* **What is required**:
For each line of the material below, give that line again word for word.

BEGIN Data supplied

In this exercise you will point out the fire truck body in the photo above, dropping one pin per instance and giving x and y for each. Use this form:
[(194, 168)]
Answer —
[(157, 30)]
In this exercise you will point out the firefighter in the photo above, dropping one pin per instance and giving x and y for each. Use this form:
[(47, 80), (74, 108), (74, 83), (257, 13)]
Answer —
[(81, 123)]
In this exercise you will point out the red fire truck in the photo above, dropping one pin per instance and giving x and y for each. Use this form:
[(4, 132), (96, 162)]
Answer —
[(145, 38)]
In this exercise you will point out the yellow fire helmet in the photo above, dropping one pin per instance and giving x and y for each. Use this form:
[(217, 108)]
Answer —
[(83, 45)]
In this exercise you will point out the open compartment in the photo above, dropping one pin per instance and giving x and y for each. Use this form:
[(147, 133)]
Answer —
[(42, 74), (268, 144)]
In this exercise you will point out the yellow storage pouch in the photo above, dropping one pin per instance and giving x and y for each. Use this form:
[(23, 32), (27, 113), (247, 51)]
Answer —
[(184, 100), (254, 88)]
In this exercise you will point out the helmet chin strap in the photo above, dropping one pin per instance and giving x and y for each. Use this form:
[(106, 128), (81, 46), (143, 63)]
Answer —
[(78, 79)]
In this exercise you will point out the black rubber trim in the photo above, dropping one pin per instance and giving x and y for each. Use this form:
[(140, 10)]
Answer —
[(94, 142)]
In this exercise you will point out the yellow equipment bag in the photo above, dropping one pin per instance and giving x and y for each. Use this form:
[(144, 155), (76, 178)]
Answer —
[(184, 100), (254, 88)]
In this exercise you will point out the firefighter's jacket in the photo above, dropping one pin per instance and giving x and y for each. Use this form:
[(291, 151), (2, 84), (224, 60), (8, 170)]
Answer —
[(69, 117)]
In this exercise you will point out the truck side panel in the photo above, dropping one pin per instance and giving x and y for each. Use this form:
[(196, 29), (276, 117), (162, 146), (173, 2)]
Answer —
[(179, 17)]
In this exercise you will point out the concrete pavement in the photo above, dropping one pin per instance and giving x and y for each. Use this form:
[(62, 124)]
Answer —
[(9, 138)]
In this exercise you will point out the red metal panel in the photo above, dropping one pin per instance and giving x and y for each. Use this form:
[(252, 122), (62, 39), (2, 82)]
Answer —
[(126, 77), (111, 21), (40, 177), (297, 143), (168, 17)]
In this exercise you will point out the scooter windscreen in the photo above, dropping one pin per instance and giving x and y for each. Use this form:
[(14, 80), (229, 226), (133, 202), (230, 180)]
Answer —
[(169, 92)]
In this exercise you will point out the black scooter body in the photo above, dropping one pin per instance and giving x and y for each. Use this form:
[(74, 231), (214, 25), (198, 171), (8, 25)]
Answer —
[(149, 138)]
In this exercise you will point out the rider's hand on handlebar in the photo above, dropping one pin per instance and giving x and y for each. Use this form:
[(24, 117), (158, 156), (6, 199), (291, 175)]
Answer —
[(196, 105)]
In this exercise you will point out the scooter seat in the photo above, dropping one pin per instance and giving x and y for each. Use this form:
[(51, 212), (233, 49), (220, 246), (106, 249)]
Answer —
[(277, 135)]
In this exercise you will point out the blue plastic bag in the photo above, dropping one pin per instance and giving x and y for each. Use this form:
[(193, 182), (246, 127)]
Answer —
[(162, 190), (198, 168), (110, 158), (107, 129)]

END Data supplied

* **Your solution**:
In this exercise you will point out the fire truck body in the photo above, dropping one pin per instance and giving x and y for each. Use this form:
[(194, 168)]
Answer —
[(157, 30)]
In this exercise you will point out the firefighter in the photo above, dropping one pin per instance and giving x and y for each. Use this form:
[(47, 80), (74, 108), (74, 83), (257, 13)]
Answer —
[(81, 123)]
In this exercise you will point out the red fire truck in the photo above, dropping one pin per instance and giving x and y for each. Use this form:
[(4, 132), (96, 162)]
Answer —
[(145, 38)]
In this exercise you will point out the yellow fire helmet in the photo above, dropping one pin per instance and giving x and y for each. Use this form:
[(217, 108)]
Answer —
[(83, 45)]
In this exercise you will point out the open compartment in the photo above, dropping one pin per instance and giving x and y for each. Use this form:
[(147, 133)]
Answer —
[(42, 74), (268, 144)]
In this exercise you will point out the yellow storage pouch in the photo above, dropping one pin per instance and giving x and y for each. Use this form:
[(23, 32), (27, 113), (247, 51)]
Answer —
[(184, 100), (254, 88)]
In this exercise you will point out the helmet chin strap in the photo above, dropping one pin per instance and giving x and y for each. Use this form:
[(106, 128), (81, 46), (143, 63)]
Answer —
[(78, 79)]
In this exercise you will point out the black rubber trim in the photo above, dropping one pin per instance and giving x and y for each. Use this form:
[(140, 10)]
Answer —
[(94, 142)]
In this exercise you will point out the yellow equipment bag in the photo above, dropping one pin per instance and giving x and y for each. Use this form:
[(144, 155), (76, 178)]
Answer —
[(184, 100), (254, 88)]
In this exercise you will point out the firefighter's jacket in the photo above, dropping one pin per instance and giving x and y for each. Use this form:
[(291, 151), (2, 84), (224, 60), (8, 170)]
Answer —
[(69, 117)]
In this exercise you will point out the truck side panel in the photo above, dropping one pin per instance and giving x and y for each. Use this form:
[(196, 29), (276, 117), (162, 146), (173, 2)]
Answer —
[(179, 17)]
In this exercise you will point out the concrete pavement in the photo above, dropping one pin per instance and giving x and y for each. Use this form:
[(62, 124)]
Answer —
[(9, 138)]
In this exercise you will point out the red metal panel in the photo above, dropping one pin per instance and giving x and y for each. Use this form:
[(252, 122), (62, 39), (2, 82)]
Answer —
[(126, 77), (111, 21), (40, 177), (297, 143), (168, 17)]
In this exercise you will point out the scooter windscreen in the photo above, dropping one pin per instance and giving x and y for each. Use this form:
[(14, 80), (229, 226), (133, 202), (230, 180)]
Answer —
[(169, 92)]
In this exercise you will point out the black scooter body in the photo above, dropping one pin per instance and giving x and y for each. Use this form:
[(74, 231), (214, 25), (198, 171), (8, 25)]
Answer —
[(149, 138)]
In this exercise you will point out the rider's hand on handlebar in the photo above, dropping one pin per instance and giving x and y for each. Use this form:
[(24, 117), (158, 156), (6, 199), (291, 175)]
Answer —
[(196, 105)]
In this exercise you will point out the scooter seat in the photo above, dropping one pin per instance and giving x and y for each. Use this form:
[(51, 212), (233, 49), (220, 246), (106, 249)]
Answer —
[(277, 135)]
In this exercise you will point out the blue plastic bag in the photo above, dropping one pin per instance and giving x and y for each. Use this form:
[(193, 182), (246, 127)]
Answer —
[(162, 190), (198, 168), (110, 158), (107, 129)]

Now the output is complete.